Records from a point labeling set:
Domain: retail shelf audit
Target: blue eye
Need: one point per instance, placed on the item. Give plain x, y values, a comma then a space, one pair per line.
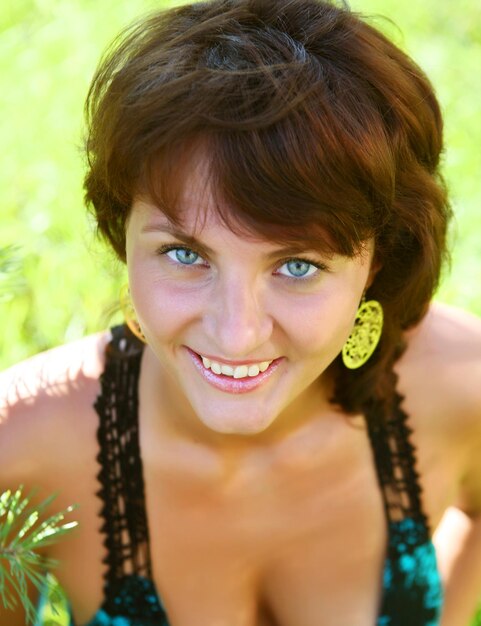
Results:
299, 268
185, 256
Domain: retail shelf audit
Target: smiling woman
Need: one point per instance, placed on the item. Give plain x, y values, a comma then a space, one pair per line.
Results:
268, 448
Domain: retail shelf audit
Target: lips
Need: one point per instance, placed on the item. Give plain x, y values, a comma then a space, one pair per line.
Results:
233, 385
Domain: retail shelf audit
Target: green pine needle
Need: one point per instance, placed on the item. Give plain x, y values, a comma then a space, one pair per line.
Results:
22, 532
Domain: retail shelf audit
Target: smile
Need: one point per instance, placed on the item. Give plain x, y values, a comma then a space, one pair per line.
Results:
238, 379
240, 371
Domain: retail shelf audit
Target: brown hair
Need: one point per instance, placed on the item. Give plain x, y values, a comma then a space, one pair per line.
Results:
315, 124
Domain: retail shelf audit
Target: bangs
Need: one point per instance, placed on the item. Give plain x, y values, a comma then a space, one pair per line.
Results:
264, 187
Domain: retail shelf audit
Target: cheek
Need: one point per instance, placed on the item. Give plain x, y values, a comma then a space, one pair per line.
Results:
322, 323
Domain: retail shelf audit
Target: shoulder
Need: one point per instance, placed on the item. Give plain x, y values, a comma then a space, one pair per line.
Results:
441, 367
46, 408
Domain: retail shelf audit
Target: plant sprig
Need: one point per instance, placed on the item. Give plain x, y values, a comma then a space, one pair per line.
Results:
22, 534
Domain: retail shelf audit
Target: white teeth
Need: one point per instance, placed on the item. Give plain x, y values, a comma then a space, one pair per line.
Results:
253, 370
241, 371
216, 368
227, 370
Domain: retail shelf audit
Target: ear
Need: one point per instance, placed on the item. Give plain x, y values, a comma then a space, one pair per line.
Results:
374, 269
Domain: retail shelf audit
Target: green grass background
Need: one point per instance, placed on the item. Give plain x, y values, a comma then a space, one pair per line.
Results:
57, 282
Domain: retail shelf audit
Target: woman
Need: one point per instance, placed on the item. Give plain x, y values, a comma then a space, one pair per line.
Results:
285, 419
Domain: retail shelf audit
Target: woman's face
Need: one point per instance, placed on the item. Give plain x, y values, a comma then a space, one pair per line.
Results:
272, 319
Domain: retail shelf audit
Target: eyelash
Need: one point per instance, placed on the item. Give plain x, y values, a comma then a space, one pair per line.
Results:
162, 251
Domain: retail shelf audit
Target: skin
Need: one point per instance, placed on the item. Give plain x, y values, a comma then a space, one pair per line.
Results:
253, 499
241, 304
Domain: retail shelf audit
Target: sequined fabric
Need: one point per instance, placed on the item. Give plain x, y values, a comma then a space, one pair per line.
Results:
412, 590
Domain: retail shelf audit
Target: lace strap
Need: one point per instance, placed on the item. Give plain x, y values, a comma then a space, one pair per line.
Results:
395, 457
120, 476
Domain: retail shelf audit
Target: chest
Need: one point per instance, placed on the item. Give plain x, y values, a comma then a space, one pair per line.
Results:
268, 546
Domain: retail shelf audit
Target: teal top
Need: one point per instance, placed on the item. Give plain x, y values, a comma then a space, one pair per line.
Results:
412, 589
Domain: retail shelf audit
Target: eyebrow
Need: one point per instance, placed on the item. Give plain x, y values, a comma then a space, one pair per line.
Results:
192, 241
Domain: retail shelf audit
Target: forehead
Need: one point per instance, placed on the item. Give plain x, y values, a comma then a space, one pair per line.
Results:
192, 190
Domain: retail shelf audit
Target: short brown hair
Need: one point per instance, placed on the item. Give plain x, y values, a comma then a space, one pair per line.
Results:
315, 123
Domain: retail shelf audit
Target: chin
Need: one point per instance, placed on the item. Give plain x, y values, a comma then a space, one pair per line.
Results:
237, 425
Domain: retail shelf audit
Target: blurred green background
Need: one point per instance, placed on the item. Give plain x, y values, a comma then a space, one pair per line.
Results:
57, 282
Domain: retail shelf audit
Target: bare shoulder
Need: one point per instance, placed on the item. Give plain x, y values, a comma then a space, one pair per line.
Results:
46, 407
442, 365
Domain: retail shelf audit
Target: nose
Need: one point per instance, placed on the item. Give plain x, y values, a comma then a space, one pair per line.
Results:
237, 321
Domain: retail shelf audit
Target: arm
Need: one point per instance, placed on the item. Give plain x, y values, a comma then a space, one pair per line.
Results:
458, 545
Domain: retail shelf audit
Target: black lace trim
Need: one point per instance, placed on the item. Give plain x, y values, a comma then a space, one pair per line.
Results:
120, 476
396, 464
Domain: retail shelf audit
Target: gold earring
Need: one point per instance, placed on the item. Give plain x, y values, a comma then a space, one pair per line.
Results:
129, 314
365, 335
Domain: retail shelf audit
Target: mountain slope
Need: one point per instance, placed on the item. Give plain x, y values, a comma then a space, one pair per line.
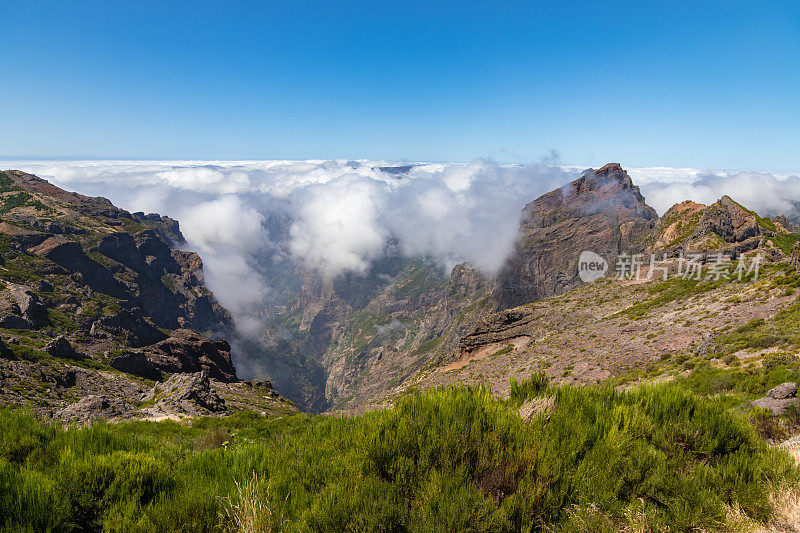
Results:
602, 211
96, 306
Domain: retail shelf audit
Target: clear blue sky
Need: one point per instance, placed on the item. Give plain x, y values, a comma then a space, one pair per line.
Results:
710, 84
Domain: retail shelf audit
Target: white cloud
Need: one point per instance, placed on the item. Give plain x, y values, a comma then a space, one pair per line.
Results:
341, 213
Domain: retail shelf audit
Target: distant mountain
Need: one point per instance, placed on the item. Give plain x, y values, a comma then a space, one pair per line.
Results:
97, 305
602, 211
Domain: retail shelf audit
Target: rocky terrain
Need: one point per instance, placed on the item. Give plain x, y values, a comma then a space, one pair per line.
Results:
98, 307
403, 321
602, 211
99, 302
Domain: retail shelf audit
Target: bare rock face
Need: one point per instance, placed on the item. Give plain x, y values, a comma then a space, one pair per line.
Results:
61, 347
135, 363
188, 351
94, 407
724, 226
21, 308
185, 394
136, 331
601, 211
779, 399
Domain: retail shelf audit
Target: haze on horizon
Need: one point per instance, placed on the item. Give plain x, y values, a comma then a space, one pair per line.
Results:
710, 85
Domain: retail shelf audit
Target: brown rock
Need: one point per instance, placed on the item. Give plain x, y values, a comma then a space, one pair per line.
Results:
601, 211
187, 351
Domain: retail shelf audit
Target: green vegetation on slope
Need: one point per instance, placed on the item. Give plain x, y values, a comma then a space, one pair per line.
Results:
446, 460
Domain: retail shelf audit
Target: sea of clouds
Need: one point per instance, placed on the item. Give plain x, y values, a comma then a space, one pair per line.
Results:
341, 212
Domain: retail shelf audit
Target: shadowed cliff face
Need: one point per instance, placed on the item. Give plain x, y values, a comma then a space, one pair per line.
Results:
96, 305
601, 211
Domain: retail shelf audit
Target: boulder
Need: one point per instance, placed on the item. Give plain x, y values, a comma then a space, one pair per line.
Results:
778, 400
94, 407
188, 351
21, 308
137, 331
783, 391
185, 394
61, 347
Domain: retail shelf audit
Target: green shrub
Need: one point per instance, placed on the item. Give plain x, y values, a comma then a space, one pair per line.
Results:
450, 459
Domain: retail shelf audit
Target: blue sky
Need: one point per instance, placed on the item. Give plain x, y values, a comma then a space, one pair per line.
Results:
704, 84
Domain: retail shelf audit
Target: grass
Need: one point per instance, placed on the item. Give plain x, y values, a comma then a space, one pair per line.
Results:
451, 459
667, 291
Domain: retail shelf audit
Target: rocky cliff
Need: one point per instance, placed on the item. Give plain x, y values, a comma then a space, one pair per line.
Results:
99, 303
601, 211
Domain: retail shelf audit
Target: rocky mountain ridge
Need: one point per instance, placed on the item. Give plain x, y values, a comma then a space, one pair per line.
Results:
98, 302
602, 211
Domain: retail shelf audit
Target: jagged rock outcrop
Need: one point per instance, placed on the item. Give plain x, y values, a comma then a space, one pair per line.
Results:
95, 407
61, 347
778, 400
723, 227
185, 394
187, 351
135, 362
85, 279
133, 328
602, 211
21, 307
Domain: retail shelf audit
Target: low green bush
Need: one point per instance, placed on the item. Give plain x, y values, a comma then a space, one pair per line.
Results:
450, 459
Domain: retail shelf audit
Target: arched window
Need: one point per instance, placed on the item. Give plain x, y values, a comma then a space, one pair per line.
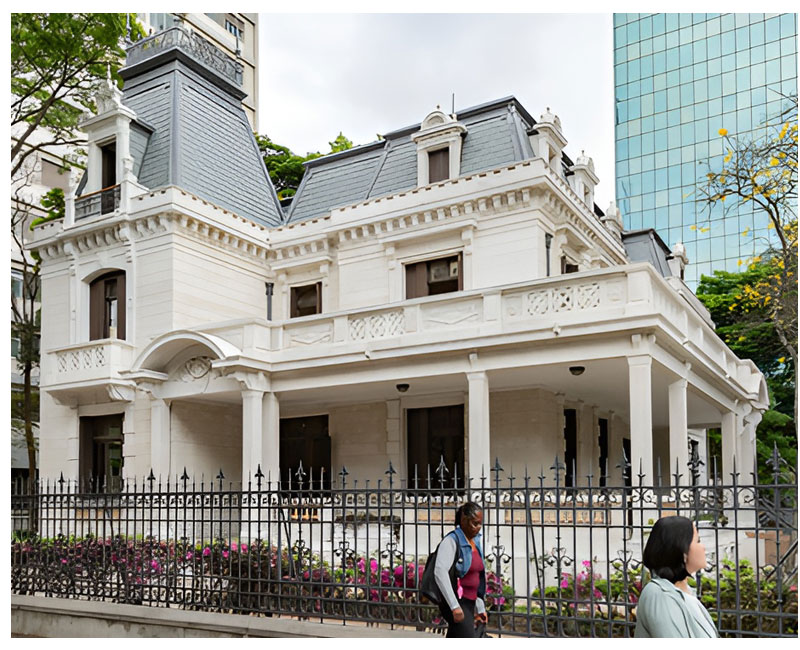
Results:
107, 306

§ OBJECTIVE
Which lines of the rows contain the string "background"? Collect every one of them, treating case as significant.

§ OUTPUT
Target: green grass background
Target: blurred green background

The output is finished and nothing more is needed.